- THINGS TO DO
1. Please edit the Maximum Vacation Days solution by rewriting it from "int maxVacationDays(const vector<vector<int>>&" to "< flights.size(); ++j)" with "ans" changed to "result".
2. In the Maximum Vacation Days solution, what time complexity is listed for the top-down approach?
3. Carry on writing the Maximum Vacation Days solution from the point where it stops.

- DOCUMENT
┄┄┄┄┄┄┄┄┄┄┄┄┄┄┄┄┄┄┄┄

Leetcode

Maximum Vacation Days

Approach 1: Top-down

  • Time:O(N^2K)
  • Space:O(NK)

C++

class Solution {
 public:
  int maxVacationDays(vector<vector<int>>& flights, vector<vector<int>>& days) {
    // dp[i][j] := # of vacations can be taken from i-th city and k-th week
    dp.resize(days.size(), vector<int>(days[0].size(), INT_MIN));
    return maxVacationDays(flights, days, 0, 0);
  }

 private:
  vector<vector<int>> dp;

  int maxVacationDays(const vector<vector<int>>& flights,
                      const vector<vector<int>>& days, int i, int k) {
    if (k == days[0].size())
      return 0;
    if (dp[i][k] != INT_MIN)
      return dp[i][k];

    int ans = 0;

    // stay at j or fly from i -> j
    for (int j = 0; j < flights.size(); ++j)

┄┄┄┄┄┄┄┄┄┄┄┄┄┄┄┄┄┄┄┄

Items from a data source
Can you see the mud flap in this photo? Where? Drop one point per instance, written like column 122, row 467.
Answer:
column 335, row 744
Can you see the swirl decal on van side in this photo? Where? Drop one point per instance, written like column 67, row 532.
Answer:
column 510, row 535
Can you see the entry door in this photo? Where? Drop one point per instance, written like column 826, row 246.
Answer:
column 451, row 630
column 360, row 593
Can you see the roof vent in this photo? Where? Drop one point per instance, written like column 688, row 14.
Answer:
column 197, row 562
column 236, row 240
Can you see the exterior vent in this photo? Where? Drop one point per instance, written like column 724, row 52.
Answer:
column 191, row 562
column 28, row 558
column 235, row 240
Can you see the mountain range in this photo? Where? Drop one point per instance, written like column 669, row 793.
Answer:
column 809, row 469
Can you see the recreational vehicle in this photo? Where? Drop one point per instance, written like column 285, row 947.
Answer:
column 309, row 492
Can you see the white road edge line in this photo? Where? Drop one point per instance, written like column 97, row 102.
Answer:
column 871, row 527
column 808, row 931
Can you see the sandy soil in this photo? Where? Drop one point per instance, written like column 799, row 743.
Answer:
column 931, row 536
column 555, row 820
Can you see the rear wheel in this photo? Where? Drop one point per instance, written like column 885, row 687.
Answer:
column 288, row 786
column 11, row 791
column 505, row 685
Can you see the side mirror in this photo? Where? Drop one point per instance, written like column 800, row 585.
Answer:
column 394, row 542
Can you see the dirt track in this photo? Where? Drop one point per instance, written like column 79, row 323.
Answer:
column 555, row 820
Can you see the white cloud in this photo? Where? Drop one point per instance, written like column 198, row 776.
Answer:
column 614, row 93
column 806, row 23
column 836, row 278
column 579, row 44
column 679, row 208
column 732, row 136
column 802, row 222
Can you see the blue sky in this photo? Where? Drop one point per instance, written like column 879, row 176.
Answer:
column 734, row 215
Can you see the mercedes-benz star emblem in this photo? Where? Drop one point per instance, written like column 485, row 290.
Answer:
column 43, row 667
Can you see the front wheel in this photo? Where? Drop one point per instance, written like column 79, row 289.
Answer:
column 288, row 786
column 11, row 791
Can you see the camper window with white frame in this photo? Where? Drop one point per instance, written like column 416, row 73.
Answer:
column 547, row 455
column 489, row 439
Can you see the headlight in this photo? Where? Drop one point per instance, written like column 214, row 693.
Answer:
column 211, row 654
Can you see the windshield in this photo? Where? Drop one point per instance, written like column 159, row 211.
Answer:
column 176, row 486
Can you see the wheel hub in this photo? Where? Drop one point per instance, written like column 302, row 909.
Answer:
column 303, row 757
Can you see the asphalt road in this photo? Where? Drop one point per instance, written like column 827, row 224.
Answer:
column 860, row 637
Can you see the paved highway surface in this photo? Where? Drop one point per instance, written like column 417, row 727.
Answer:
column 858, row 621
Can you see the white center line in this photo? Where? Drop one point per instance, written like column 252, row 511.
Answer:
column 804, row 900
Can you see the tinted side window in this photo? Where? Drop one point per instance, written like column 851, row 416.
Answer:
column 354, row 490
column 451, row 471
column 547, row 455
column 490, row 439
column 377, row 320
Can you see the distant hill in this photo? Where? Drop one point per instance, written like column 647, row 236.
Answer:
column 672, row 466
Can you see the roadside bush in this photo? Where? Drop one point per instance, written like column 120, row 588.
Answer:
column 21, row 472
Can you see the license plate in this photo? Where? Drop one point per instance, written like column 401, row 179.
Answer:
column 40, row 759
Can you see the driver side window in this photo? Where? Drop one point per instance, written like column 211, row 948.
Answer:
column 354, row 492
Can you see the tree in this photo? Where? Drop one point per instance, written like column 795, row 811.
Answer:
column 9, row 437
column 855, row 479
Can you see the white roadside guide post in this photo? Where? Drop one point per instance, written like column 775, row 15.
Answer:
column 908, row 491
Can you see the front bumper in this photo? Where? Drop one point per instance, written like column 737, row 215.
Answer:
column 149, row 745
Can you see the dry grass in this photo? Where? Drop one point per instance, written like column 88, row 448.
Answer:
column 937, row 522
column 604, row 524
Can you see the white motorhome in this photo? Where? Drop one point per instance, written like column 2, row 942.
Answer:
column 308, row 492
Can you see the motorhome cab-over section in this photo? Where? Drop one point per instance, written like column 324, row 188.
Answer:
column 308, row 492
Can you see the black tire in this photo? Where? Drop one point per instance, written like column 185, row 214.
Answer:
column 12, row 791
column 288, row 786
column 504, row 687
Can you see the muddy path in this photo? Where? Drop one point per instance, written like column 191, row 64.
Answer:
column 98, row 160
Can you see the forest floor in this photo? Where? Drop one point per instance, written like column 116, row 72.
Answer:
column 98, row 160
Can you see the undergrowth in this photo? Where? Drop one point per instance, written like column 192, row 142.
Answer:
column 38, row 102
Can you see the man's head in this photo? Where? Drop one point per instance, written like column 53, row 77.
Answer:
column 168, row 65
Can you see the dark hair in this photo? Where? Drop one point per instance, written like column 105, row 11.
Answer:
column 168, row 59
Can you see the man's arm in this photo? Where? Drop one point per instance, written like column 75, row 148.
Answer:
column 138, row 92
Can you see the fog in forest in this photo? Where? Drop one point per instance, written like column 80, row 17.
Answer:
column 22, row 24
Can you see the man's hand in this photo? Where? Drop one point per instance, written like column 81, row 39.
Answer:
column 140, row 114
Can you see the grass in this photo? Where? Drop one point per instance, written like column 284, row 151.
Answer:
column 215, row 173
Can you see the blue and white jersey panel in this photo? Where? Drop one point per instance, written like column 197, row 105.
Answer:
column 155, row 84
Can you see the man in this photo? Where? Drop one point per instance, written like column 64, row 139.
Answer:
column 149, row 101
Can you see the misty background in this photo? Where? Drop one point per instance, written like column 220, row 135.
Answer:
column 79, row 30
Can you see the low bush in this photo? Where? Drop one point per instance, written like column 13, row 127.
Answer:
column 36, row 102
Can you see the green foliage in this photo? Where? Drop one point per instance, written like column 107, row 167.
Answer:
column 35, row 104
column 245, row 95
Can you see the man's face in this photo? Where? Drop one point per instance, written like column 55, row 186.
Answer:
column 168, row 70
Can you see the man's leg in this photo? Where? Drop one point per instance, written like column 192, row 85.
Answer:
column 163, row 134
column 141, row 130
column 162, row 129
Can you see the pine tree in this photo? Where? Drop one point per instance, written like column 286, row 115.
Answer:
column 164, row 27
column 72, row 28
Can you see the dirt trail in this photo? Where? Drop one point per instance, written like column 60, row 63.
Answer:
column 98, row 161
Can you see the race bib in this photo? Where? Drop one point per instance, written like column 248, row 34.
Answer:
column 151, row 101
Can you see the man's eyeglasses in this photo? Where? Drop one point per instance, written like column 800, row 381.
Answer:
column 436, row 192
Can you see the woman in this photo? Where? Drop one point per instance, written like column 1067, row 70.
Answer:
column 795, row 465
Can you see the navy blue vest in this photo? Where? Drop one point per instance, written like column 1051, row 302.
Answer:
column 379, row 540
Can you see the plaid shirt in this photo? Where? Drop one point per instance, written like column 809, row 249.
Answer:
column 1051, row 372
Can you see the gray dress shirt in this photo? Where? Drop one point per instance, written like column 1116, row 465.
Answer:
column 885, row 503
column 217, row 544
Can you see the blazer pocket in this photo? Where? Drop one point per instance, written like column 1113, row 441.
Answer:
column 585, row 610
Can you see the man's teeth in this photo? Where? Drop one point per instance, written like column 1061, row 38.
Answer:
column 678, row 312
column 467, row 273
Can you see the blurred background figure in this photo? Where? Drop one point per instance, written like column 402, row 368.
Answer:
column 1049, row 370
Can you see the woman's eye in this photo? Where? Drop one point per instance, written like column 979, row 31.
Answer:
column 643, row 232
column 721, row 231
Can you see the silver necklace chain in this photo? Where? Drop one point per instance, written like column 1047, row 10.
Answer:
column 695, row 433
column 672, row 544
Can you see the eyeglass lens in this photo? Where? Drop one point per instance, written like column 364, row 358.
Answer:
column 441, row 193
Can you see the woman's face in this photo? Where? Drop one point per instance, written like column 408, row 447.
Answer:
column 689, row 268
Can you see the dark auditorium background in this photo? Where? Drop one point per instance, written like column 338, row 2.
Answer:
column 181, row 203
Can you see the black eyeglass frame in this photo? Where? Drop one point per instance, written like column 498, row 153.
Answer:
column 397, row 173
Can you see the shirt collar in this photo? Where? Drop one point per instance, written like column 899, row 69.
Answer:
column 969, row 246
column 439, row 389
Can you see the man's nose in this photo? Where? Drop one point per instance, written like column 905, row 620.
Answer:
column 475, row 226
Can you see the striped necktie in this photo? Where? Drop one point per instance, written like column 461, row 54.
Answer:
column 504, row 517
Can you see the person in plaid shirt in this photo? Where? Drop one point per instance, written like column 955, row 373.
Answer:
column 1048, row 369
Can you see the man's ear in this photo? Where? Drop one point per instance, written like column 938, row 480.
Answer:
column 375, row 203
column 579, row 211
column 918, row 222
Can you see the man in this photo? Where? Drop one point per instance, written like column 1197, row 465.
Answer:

┄┄┄┄┄┄┄┄┄┄┄┄┄┄┄┄┄┄┄┄

- RESULTS OF THE TASKS
1.
int maxVacationDays(const vector<vector<int>>& flights,
                      const vector<vector<int>>& days, int i, int k) {
    if (k == days[0].size())
      return 0;
    if (dp[i][k] != INT_MIN)
      return dp[i][k];

    int result = 0;

    // stay at j or fly from i -> j
    for (int j = 0; j < flights.size(); ++j)

2. O(N^2K)

3.
      if (j == i || flights[i][j] == 1)
        ans = max(ans, days[j][k] + maxVacationDays(flights, days, j, k + 1));

    return dp[i][k] = ans;
  }
};

JAVA

class Solution {
  public int maxVacationDays(int[][] flights, int[][] days) {
    // dp[i][j] := # of vacations can be taken from i-th city and k-th week
    dp = new int[days.length][days[0].length];
    Arrays.stream(dp).forEach(A -> Arrays.fill(A, Integer.MIN_VALUE));
    return maxVacationDays(flights, days, 0, 0);
  }

  private int[][] dp;

  private int maxVacationDays(int[][] flights, int[][] days, int i, int k) {
    if (k == days[0].length)
      return 0;
    if (dp[i][k] != Integer.MIN_VALUE)
      return dp[i][k];

    int ans = 0;

    // stay at j or fly from i -> j
    for (int j = 0; j < flights.length; ++j)
      if (j == i || flights[i][j] == 1)
        ans = Math.max(ans, days[j][k] + maxVacationDays(flights, days, j, k + 1));

    return dp[i][k] = ans;
  }
}

Approach 2: Bottom-up 2D DP

  • Time:O(N^2K)
  • Space:O(NK)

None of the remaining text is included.